> [CONSIGNE]: Modifiez le passage du texte du document allant de « L'affirmation par le » à « de la réforme. » : recopiez-le en remplaçant « rapporteur » par « sénateur ».

> [TEXTE DU DOCUMENT]:
§

L'affirmation par le Sénat de la nécessité de prévoir des missions interministérielles lors de la discussion de la proposition de loi organique relative aux lois de finances

« M. Alain Lambert, rapporteur. Cet article 7, qui concerne la budgétisation par objectifs, les missions et les programmes, est l'un des points importants de la réforme.

« Il fixe les règles générales qui sont applicables aux autorisations budgétaires en matière de crédits, comme d'emplois.

« Notre amendement répond à l'une de nos préoccupations essentielles, qui est de rendre possibles, quand la volonté politique le souhaitera et quand les moyens techniques le permettront, des politiques interministérielles exprimées dans la nomenclature budgétaire de vote et d'exécution, ce qui, à nos yeux, est essentiel.

« Ainsi cet amendement supprime-t-il la contrainte qui a été introduite par l'Assemblée nationale de disposer de missions uniquement ministérielles et permet qu'une mission regroupe les crédits relevant d'un ou de plusieurs ministères.

« Madame la secrétaire d'Etat, l'interministérialité est une réalité incontournable aux yeux de notre commission. Imagine-t-on en effet la politique de la ville ou celle de la lutte contre la toxicomanie sans interministérialité ?

« On nous objectera, que présenter ainsi des crédits est techniquement difficile, que des « jaunes » budgétaires permettent d'apprécier une politique interministérielle, que les responsabilités risquent d'être diluées.

« Mais je répondrai à ces trois arguments.

« La difficulté technique ne me semble pas vraiment exister. Il est possible de déléguer des crédits à différents ministres, chacun ordonnançant les crédits qui relèvent de son ministère. C'est ce qui se passe aujourd'hui pour les transferts de crédits.

§

> [EXTRAITS DE DONNÉES]:
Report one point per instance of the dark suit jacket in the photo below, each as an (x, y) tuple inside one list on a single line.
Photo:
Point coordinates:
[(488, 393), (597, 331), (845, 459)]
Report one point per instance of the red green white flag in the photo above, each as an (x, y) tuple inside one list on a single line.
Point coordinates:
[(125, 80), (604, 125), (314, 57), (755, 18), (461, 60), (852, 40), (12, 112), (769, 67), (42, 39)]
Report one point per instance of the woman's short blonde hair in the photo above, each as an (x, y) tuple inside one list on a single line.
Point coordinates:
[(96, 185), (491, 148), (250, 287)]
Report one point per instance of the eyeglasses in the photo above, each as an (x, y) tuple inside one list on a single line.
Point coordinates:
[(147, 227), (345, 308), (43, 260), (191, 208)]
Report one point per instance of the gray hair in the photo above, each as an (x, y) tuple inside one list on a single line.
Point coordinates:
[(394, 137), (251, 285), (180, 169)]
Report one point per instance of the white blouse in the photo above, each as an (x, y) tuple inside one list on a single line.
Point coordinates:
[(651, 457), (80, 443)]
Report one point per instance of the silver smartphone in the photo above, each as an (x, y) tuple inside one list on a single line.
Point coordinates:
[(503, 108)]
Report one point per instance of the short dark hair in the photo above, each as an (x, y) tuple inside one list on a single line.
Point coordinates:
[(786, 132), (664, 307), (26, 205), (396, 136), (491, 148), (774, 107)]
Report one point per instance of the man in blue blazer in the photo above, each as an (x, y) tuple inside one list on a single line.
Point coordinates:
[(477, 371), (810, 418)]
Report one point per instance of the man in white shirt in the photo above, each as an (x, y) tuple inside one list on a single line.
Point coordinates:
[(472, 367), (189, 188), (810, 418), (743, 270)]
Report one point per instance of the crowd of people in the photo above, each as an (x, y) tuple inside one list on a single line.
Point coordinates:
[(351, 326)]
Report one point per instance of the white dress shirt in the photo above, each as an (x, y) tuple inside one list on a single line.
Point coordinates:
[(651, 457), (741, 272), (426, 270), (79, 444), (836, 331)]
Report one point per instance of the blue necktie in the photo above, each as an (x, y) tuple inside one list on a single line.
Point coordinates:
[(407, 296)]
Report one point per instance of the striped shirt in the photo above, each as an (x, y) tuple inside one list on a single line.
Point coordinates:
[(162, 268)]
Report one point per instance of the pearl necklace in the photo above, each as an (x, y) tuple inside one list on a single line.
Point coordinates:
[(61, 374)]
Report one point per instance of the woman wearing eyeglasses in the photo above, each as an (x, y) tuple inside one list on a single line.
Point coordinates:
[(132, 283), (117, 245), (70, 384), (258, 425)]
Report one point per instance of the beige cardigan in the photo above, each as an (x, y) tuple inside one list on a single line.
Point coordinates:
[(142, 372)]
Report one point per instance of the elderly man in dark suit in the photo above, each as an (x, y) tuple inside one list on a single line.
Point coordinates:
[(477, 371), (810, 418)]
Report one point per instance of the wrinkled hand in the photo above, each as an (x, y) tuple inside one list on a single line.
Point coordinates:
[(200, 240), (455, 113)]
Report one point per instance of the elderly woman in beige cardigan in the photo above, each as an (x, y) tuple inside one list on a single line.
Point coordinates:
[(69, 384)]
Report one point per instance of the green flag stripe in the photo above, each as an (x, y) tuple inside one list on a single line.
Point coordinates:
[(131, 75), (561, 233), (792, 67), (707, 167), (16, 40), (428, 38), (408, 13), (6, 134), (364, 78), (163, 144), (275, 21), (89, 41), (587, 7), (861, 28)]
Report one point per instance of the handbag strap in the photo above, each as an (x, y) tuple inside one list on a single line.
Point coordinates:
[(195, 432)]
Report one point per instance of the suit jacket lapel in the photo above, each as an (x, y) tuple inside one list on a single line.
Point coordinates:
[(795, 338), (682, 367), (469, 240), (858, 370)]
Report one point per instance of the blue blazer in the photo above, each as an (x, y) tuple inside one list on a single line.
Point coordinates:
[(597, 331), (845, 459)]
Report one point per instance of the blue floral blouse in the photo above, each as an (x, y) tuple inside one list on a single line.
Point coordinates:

§

> [CORRIGÉ]:
L'affirmation par le Sénat de la nécessité de prévoir des missions interministérielles lors de la discussion de la proposition de loi organique relative aux lois de finances

« M. Alain Lambert, sénateur. Cet article 7, qui concerne la budgétisation par objectifs, les missions et les programmes, est l'un des points importants de la réforme.